++++ REISEBERICHT

Die Obere Adria boomt! Nicht nur wie in den 1970ern bei den Strandtouristen, sondern auch unter Yachteignern. Je mehr die bürokratische „Bora“ im Osten weht, umso mehr zieht es die Skipper wieder an die italienische Küste. So hat die Region zwischen Muggia und Lignano in den letzten Jahren einen kräftigen maritimen Wachstumsschub hingelegt und kann jetzt weit mehr als nur Schirm, Strand und Spaghetti. Vieles ist aber gleichgeblieben: der Geschmack des Meeres bei der Ankunft zur Sommerfrische, das italienische Flair, der Wein  …
„Bora“, sagt Anna mit einem verschmitzten Lächeln, als sie mir den Espresso auf der Veranda des „Pier“ serviert. Vor dem Abendessen im Restaurant der Marina San Giusto in Triest hantle ich mich dennoch auf das windgepeitschte Roof-Deck, um einen Blick auf das Habsburgerschloss Miramare zu erhaschen. Wie unruhige Kinder an den Händen der Mutter zappeln die Yachten an den Leinen vor mir im alten Hafen, doch die Bora bemüht sich vergeblich, die Marina San Giusto hat ihre 215 Liegeplätze fest im Griff.
Der Blick aus dem Zimmer des Viersterne-Hotels San Rocco in Muggia reicht leider nicht aus, um die gesamte Porto San Rocco Marina zu überblicken. Hier finden aber auch mehr als doppelt so viele Yachten Platz als in der Marina San Giusto in Triest. Die östlichste der 20 FVG-Marinas erinnert nicht nur aufgrund ihrer geografischen Nähe an die kroatische Küste. An den Bistro-Tischen auf der großen Piazza vor der Marina wird auch viel Slowenisch und Kroatisch gesprochen – der Run auf die italienische Seite der Adria hat wohl auch in diesen Ländern bereits eingesetzt.
Tiramisu oder Segeltrimm?
„Der neue Hype beruht grundsätzlich auf den guten alten Qualitäten Italiens, die die Touristen aus den Nachbarstaaten jetzt wiederentdecken“, erklärt uns unser Fahrer Toni am nächsten Tag – und wie zum Beweis parkt er das Auto vor dem alten Weingut Castelvecchio in Sagrado mit Traumblick über die sanfthügelige Landschaft um den Isonzo. Bei der Weinverkostung können wir uns ein Grinsen nicht verkneifen, ist es doch der Malvasia Istriana, der am besten mundet – was aber nicht ungewöhnlich für diese Gegend ist.
Italien vom Feinsten wird uns in Monfalcone serviert. Nicht nur im Top-Restaurant La Rosa dei Venti der Marina Lepanto, wo Eigner das wohl beste Tiramisu der Welt löffeln können, während ihre Yacht am Liegeplatz sanft von süßem Wasser umspült wird. Sondern auch in der Marina Hannibal, an deren natürlich-mediterranen Ufern mit bis zu zwölf Meter Wassertiefe sich Eigner bereits seit den 1960ern erfreuen. Hier ist auch die erste italienische Segelschule im wahrsten Wortsinn „zu Hause“: Auf dem Wasser und im angeschlossenen Internat wachsen die jungen Talente bis zur Regatta-Reife.

++++++++
++++ MITGELIEFERTE LISTE

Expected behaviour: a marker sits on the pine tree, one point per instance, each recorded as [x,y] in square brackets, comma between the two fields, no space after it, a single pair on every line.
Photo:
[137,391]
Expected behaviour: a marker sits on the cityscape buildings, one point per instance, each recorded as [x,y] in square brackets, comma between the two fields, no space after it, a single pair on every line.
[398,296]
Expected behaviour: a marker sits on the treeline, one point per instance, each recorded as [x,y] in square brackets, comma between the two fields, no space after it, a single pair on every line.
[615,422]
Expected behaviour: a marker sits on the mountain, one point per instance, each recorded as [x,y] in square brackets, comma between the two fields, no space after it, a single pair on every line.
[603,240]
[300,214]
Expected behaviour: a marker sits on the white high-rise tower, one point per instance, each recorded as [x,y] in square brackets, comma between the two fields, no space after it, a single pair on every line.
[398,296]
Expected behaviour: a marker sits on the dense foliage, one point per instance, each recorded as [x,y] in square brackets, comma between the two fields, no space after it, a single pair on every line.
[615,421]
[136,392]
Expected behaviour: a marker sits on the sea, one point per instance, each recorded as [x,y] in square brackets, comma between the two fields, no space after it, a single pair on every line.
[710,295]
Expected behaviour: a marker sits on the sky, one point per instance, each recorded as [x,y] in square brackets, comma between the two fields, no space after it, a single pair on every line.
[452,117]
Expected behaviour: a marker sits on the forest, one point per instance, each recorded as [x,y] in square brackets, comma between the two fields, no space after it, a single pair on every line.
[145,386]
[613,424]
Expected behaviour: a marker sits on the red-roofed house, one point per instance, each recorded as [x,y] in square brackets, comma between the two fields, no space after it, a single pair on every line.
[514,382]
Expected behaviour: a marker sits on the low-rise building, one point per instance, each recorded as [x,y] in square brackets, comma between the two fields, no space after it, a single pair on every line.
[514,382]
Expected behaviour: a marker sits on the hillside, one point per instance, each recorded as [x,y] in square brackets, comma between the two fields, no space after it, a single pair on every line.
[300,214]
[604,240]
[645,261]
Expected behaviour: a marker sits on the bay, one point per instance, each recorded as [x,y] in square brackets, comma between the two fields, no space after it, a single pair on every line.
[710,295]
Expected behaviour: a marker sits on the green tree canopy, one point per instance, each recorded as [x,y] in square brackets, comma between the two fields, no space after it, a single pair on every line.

++++++++

__DEINE AUFGABE__: Schreib den Reisebericht über die Marinas an der Oberen Adria weiter. Fang direkt nach dem letzten Satz an, der mit „bis zur Regatta-Reife“ endet.

__ERGEBNIS__:
Steinbutt mit Polenta
Welch bedeutende Seegeschichte Friaul-Julisch Venetien bereits in der Antike hatte, erfahren wir bei einem Ausflug ins nahe Aquileia. Das Bollwerk wider die „Barbaren“ im Norden, das schon während der Römischen Kaiserzeit fast so viele Einwohner zählte wie heute (ca. 30.000), war über Jahrhunderte auch die wichtigste Hafenstadt der Adria. Im Freilichtmuseum sind die Reste des Binnenhafens nahe dem Forum sowie die Basilika mit dem bedeutendsten frühchristlichen Fußbodenmosaik absolut sehenswert.
Welch einen Kontrast dazu bieten in Grado die beiden Marinas Primero und Porto San Vito mit ihren modernen Resorts und Freizeitanlagen inklusive Swimmingpools! Wer an Bord Platz genug hat, weil vielleicht Eigner eines Katamarans, wird in der kleineren und familiär geführten Marina Darsena San Marco gleich gegenüber der Einfahrt in den alten Hafen eine maßgeschneiderte Bleibe finden.
Wir hingegen checken zentral im Hotel Astoria ein und lassen uns in der Taverna al Canevon einen Klassiker der gradinesischen Küche servieren: Steinbutt mit weißer Polenta, hier weitläufig als „Boreto“ bekannt.
Fliegende Spaghetti
Mit einem Glas Prosecco und Fingerfood (frittierte Meeresfrüchte der Region) heißt uns die Crew der Santa Maria am nächsten Morgen an Bord willkommen. Mit dem Ausflugsboot wollen wir die Lagune von Grado und Marano vom Wasser aus erkunden und mit Lignano Sabbiadoro die westliche Ecke Friaul-Julisch Venetiens erreichen. Weit kommen wir nicht.
Schon nach wenigen Fahrminuten machen wir vor einem winzigen Eiland fest, dem Zuhause des Eremiten Witige Gaddi, der uns auf ein Glas Friulano in seine Fischerhütte einlädt. „Ah, du bist aus Österreich! Ich hatte schon Kurt Waldheim und Jörg Haider hier zu Gast. Die hatten großen Durst, wir haben viel Wein getrunken!“
Wieder an Bord, demonstriert uns das Universalgenie Nico (Chef, Kapitän, Barkeeper, Entertainer …) noch eines seiner vielen Talente und kocht uns in der großen Küche im Salon Spaghetti, die er anschließend mit den Scampi in der großen Pfanne durch die Luft wirbeln lässt wie Mama einst die Palatschinken. Mit friulanischem Weißwein in der Karaffe kommt das Essen schließlich auf den Tisch, während sich die Santa Maria ihren Weg durch die Dalbenstraße bahnt.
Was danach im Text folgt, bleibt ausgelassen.